> **Passage shown**:

Letter Cross-Tracking provides a thorough practice activity that will help young students learn to discriminate easily confused, reversed or inverted letters as well as learn to pay close attention to detail about position in space.  All of these skills are vital for reading success. This app provides vital practice and repetition that will help students who are struggling with these skills.

The easiest game in the app, “Simple Cross,” offers a four-section grid with two letters in random quadrants of the figure. It presents a model, and four similar figures, one of which matches the model exactly. The second level has a selection of eight similar figures and multiple matches to the model. The third level has twelve similar figures, and the fourth level has sixteen. In this way, developers increase the complexity of the task.

The middle game is called “Complex Cross (2 Letters),” and uses a nine section grid similar to a tic-tac-toe board with two letters in random positions. Again there are four levels within the game, ranging from four selections up to sixteen.  The final game is called “Complex Cross (3 letters)” and increases the difficulty by using three figures in each model with from four to sixteen selections.

The feature that puts this app head and shoulders above most reversal/inversion practice apps is the twist of using the grid to help children scan for position in space.  This skill will help them in many other academic tasks, since it trains the eye’s ability to scan left to right and top to bottom of the page, to notice small differences (on one puzzle, for example, the letter n is in the top left section with a u in the middle left section, and distractors include a grid with a u in the top left section and an n in the middle left section), and to attend to the letters’ position relative to other letters, which helps build sequencing and spelling skills.

> **Exercise instructions**:
a) In the app review, what do you get if you rewrite everything from "Letter Cross-Tracking provides" down to "of the task." and change "students" to "learners"?
b) Answer these questions from the app review:
(i) How many similar figures does the fourth level of "Simple Cross" offer?
(ii) What does the nine-section grid in "Complex Cross (2 Letters)" resemble?
(iii) What two skills does attending to a letter's position relative to other letters help build?

> **Data section**:
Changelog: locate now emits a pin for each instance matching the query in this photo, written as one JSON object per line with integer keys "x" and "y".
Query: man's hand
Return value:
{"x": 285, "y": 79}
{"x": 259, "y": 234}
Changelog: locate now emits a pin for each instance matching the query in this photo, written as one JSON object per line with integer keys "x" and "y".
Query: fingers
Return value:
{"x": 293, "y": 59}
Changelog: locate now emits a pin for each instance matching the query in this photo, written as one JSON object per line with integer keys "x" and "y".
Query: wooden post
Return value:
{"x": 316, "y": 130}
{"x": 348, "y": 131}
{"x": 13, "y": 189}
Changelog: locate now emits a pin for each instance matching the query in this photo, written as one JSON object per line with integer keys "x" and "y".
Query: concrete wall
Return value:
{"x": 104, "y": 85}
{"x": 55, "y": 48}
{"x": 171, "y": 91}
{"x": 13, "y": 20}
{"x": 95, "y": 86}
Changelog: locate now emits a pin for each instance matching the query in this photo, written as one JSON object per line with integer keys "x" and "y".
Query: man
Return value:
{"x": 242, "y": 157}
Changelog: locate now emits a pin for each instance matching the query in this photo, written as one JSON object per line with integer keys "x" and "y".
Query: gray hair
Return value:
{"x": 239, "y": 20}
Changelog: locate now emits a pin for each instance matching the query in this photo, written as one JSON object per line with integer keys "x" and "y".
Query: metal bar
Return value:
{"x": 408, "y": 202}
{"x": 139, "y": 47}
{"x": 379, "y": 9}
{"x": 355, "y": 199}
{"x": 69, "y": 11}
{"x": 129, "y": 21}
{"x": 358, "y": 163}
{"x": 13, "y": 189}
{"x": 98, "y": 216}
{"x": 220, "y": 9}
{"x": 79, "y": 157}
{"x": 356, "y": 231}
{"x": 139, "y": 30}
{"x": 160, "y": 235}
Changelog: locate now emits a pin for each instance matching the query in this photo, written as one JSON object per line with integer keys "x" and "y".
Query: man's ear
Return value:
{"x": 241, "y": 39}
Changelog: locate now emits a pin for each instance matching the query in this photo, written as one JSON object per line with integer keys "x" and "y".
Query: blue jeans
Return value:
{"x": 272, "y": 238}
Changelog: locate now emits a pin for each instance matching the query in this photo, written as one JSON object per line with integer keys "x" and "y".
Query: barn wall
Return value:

> **Per-task answers**:
a)
Letter Cross-Tracking provides a thorough practice activity that will help young learners learn to discriminate easily confused, reversed or inverted letters as well as learn to pay close attention to detail about position in space.  All of these skills are vital for reading success. This app provides vital practice and repetition that will help learners who are struggling with these skills.

The easiest game in the app, “Simple Cross,” offers a four-section grid with two letters in random quadrants of the figure. It presents a model, and four similar figures, one of which matches the model exactly. The second level has a selection of eight similar figures and multiple matches to the model. The third level has twelve similar figures, and the fourth level has sixteen. In this way, developers increase the complexity of the task.

b)
(i) Sixteen.
(ii) A tic-tac-toe board.
(iii) Sequencing and spelling skills.